INSTRUCTION - Pick out each line in the records below that contains the word "bottom" and copy those lines out in full.

DATASET RECORDS -
** start **

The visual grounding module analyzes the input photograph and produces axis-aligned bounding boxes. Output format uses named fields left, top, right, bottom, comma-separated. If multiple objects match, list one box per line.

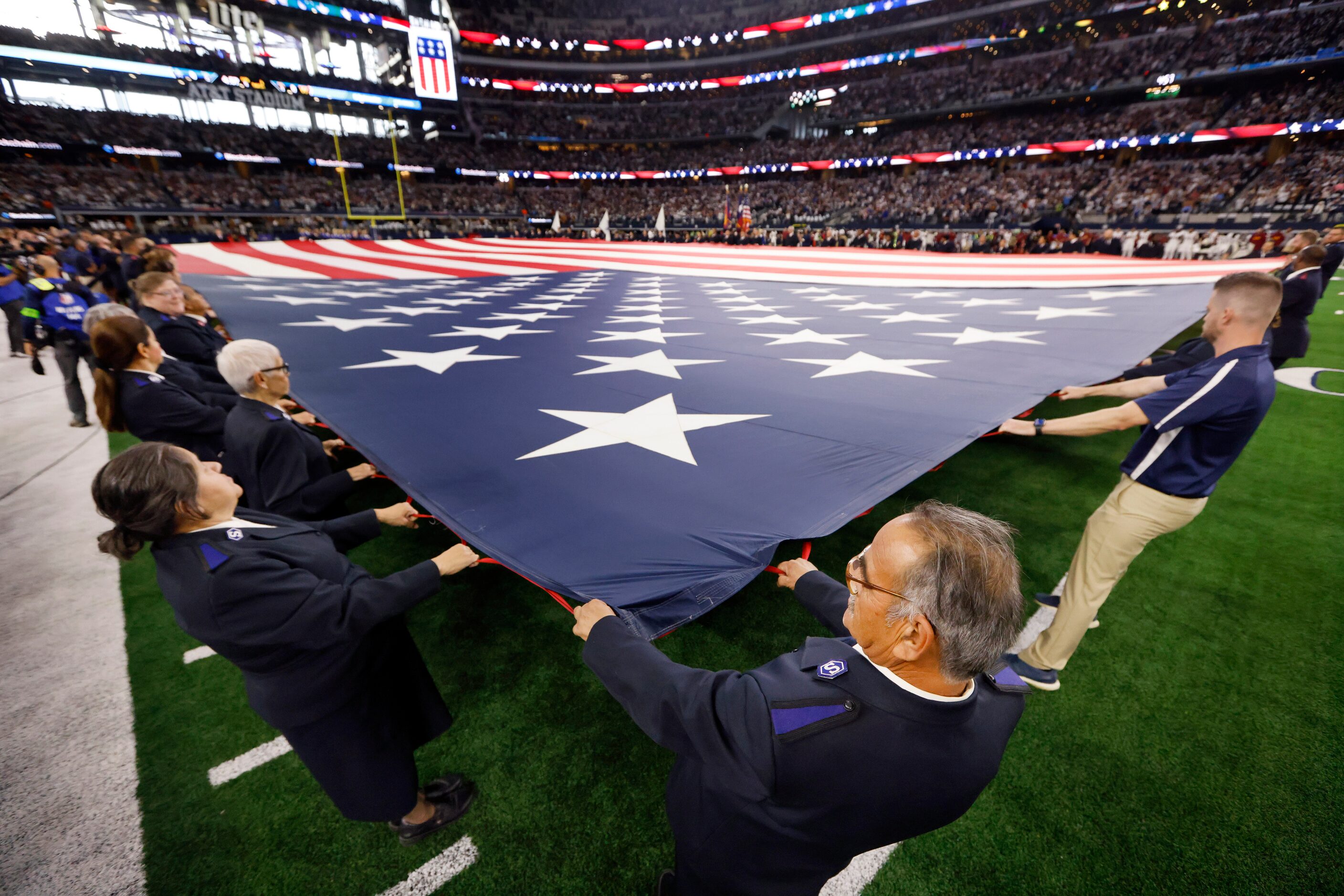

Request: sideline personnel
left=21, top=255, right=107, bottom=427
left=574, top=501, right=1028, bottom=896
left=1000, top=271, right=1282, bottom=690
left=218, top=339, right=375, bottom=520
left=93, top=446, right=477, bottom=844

** end **
** start **

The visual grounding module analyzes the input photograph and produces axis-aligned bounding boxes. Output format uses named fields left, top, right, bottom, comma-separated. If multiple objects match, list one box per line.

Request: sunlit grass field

** end **
** start **

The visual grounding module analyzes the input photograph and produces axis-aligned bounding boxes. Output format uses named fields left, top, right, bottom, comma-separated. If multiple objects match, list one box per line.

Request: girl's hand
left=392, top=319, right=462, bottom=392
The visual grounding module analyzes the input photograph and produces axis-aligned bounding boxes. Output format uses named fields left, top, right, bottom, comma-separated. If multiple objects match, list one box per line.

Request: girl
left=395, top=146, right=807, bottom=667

** end **

FINISHED ANSWER -
The visual grounding module analyzes the input photograph and produces axis-aligned bounding boxes. Output format uses named fields left, top, right, bottom, comma-separated. If multiple objects match, list one box per line.
left=21, top=255, right=107, bottom=427
left=574, top=501, right=1028, bottom=896
left=1000, top=271, right=1282, bottom=690
left=218, top=339, right=375, bottom=520
left=93, top=446, right=477, bottom=844
The visual grounding module analyzes the input photograph and produces axis-aligned bounding boxes. Output format uses named fields left, top, right, bottom, comma-separated. If multiple objects match, list one box per line.
The visual grounding module analyzes the input photograph and produces axis-aligned bounding boxes. Output format uses named fields left, top, right, bottom, comma-separated. If multiple objects match, list one box per line.
left=392, top=319, right=462, bottom=392
The visual grounding module analyzes the input photograph and produces axis-aligned bounding boxes. Output format uses named fields left, top, right, bottom, comma-separated. If multiple objects match, list one box per line.
left=395, top=146, right=807, bottom=667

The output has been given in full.